◆ **Aim of the exercise**:
Repeat every entry in the listing below, exactly.

## START Records

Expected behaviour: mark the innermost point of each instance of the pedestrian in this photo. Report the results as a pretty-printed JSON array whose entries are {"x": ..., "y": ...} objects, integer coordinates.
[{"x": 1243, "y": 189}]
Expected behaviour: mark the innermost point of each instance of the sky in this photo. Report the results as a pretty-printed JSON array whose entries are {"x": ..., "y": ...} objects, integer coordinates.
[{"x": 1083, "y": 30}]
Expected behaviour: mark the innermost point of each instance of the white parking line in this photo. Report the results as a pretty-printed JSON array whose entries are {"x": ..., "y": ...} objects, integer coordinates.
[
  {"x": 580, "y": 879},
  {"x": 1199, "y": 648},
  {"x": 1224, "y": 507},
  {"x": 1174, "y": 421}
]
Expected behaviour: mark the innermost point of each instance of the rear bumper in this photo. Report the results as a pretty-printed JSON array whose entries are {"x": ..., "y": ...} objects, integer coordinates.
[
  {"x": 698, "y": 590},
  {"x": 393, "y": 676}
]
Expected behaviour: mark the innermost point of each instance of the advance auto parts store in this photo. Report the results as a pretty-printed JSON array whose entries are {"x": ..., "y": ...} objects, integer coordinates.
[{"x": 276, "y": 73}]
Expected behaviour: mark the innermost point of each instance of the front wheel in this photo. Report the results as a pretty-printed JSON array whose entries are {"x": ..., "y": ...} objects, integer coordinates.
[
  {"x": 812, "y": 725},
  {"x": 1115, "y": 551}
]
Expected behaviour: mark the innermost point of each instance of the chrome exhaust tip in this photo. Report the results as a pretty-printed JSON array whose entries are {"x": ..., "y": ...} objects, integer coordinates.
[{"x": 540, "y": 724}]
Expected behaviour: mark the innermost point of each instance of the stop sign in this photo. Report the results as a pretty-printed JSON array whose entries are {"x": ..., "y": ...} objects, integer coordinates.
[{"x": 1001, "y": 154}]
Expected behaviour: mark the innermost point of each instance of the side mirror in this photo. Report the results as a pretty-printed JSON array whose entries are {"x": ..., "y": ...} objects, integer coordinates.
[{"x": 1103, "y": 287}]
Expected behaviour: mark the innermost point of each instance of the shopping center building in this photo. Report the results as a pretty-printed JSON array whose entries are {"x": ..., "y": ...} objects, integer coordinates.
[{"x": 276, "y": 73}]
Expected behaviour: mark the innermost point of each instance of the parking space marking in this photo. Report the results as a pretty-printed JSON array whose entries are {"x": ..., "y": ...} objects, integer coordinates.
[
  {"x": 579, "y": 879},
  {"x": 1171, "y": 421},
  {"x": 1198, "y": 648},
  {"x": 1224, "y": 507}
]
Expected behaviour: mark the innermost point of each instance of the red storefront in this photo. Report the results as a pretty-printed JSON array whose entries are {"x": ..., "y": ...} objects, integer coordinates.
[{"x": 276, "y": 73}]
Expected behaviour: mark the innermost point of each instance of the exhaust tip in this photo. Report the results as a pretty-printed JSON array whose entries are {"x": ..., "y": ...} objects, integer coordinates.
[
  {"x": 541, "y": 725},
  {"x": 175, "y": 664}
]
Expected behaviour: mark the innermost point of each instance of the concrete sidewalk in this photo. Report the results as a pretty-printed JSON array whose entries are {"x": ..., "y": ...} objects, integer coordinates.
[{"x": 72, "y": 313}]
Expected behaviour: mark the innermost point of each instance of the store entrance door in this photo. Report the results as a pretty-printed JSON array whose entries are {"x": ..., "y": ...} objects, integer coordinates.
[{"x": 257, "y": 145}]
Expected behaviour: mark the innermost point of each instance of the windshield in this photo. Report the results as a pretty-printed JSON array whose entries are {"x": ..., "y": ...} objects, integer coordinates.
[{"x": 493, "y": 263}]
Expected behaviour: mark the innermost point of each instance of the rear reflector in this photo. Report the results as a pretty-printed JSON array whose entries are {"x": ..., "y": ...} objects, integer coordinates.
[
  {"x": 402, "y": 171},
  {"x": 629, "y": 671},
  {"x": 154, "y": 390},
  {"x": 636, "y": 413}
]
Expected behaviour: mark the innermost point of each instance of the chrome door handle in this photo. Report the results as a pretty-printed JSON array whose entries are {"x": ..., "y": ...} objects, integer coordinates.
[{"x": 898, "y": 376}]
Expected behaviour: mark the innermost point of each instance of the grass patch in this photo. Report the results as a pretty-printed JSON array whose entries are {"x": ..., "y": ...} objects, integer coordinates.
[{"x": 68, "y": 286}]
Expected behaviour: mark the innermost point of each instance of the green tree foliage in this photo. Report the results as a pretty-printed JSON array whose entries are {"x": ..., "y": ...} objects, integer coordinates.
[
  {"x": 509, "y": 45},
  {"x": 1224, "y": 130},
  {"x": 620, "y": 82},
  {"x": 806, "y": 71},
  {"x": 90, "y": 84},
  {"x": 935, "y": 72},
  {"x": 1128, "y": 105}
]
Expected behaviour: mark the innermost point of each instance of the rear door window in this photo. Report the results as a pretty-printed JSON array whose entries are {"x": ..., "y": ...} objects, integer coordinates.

## END Records

◆ **The result**:
Expected behaviour: mark the innermost point of each instance of the pedestrian in this photo. Report the results as a pretty-printed JSON array whose entries are {"x": ..., "y": ...} objects, integer coordinates.
[{"x": 1243, "y": 189}]
Expected behaviour: mark the innermost point of each instance of the sky in this photo. Report the results as a pretty-printed JSON array whose entries are {"x": ..., "y": ...} objects, integer coordinates.
[{"x": 1083, "y": 30}]
Expected behaviour: mark the innermost point of each instance of the white parking line in this photo. Report the results as a pretty-printed JSON array whose entries are {"x": ..., "y": ...} objects, integer coordinates.
[
  {"x": 580, "y": 879},
  {"x": 1199, "y": 648},
  {"x": 1224, "y": 507},
  {"x": 1174, "y": 421}
]
Expected behaviour: mark the innermost point of each instance of the rear bumper in this photo. Report the results as a pretty-printed JSON array whose entries are {"x": ..., "y": ...} objects, integer coordinates.
[
  {"x": 698, "y": 590},
  {"x": 393, "y": 676}
]
Expected behaviour: mark the innermost point of each instance of the advance auto parts store in this photo. Report the results as a pretty-printed JSON array whose entries are {"x": ..., "y": ...} objects, integer coordinates.
[{"x": 276, "y": 73}]
Expected behaviour: mark the innermost point of each instance of the front wheel in this photo. Report the results as a pretty-printed JSON array whose entries are {"x": ..., "y": ...} objects, integer coordinates.
[
  {"x": 812, "y": 725},
  {"x": 1115, "y": 551}
]
Expected behaviour: mark the innermost point of each instance of the chrome exhaust tip in this photo. Report the results as a pretty-printed JSON array whose entries are {"x": ..., "y": ...} objects, integer coordinates.
[{"x": 540, "y": 724}]
Expected behaviour: mark the innermost point of each instance of the stop sign in this photo. Report the results as a pretty-printed JSON array whose entries are {"x": ..., "y": ...} objects, integer coordinates.
[{"x": 1001, "y": 154}]
Expected behaviour: mark the innermost point of each instance of the side mirror in this photo. Report the results as a pretty-printed JSON array whose entries are {"x": ..., "y": ...} objects, integer coordinates.
[{"x": 1103, "y": 287}]
Expected behaviour: mark the innermost point of each instance of the shopping center building in this photo. Report the results as a pretty-printed JSON array whose entries are {"x": ..., "y": ...} objects, integer coordinates.
[{"x": 276, "y": 73}]
Expected behaviour: mark the innermost point of each instance of the parking space marking in this photo. Report the results as a pretty-printed JSON array whose entries are {"x": ..., "y": ...} objects, integer coordinates.
[
  {"x": 579, "y": 879},
  {"x": 1171, "y": 421},
  {"x": 1198, "y": 648},
  {"x": 1224, "y": 507}
]
Expected behaviour: mark the innermost point of each instance of the red storefront in this photo. Report the results as a pretty-printed JSON array whose entries are {"x": ..., "y": ...} objects, integer coordinates.
[{"x": 276, "y": 73}]
Expected behaviour: mark the innermost point of each instance of the exhaust tip in this photo. Report the results as a pretty-printed JSON array whose entries are {"x": ..., "y": ...} objects, integer coordinates.
[
  {"x": 541, "y": 725},
  {"x": 175, "y": 664}
]
Expected behaviour: mark the innermost point of each instance of the concrete sidewalk in this photo. Report the results as a pretty-printed JSON array whose entries are {"x": ..., "y": ...} objects, integer coordinates.
[{"x": 72, "y": 313}]
Expected behaviour: mark the innermost point of each instance of the store entrance door in this photo. Report the results as a pretty-printed JSON array whose entries are {"x": ..., "y": ...} objects, integer coordinates.
[{"x": 257, "y": 145}]
Expected behaviour: mark the innermost point of each instance of the windshield in this photo. Report the results as a pretty-printed JSON array whose entries are {"x": ..., "y": ...} objects, integer coordinates.
[{"x": 493, "y": 263}]
Expected behaviour: mark the innermost point of each instance of the rear reflector in this photo. Report the results as a pretty-printed JSON array whose entries are {"x": ..., "y": ...} objects, integer coordinates.
[
  {"x": 402, "y": 171},
  {"x": 629, "y": 671},
  {"x": 154, "y": 390},
  {"x": 636, "y": 413}
]
Expected behaviour: mark the innermost point of each instance of the chrome door handle in this photo. Report the results as a pretty-printed JSON array whose entries are {"x": ..., "y": ...} objects, integer coordinates.
[{"x": 898, "y": 376}]
Expected behaviour: mark the innermost point of each instance of the grass patch in this photo. Report the results as a pretty-printed JSON array whose entries are {"x": ..., "y": ...} objects, integer coordinates.
[{"x": 68, "y": 286}]
Expected behaviour: mark the innermost point of each instance of the green tree foliage in this photo. Report the results as a pretty-printed JSON array whose entries are {"x": ..., "y": ...} objects, integer coordinates.
[
  {"x": 509, "y": 45},
  {"x": 1224, "y": 130},
  {"x": 620, "y": 82},
  {"x": 806, "y": 71},
  {"x": 90, "y": 84},
  {"x": 935, "y": 72},
  {"x": 1128, "y": 105}
]
Expected behaviour: mark the innermost point of each instance of the rear door window in this photo. Report the results as a pretty-printed JSON array whose entries are {"x": ..., "y": ...} objects, integer coordinates.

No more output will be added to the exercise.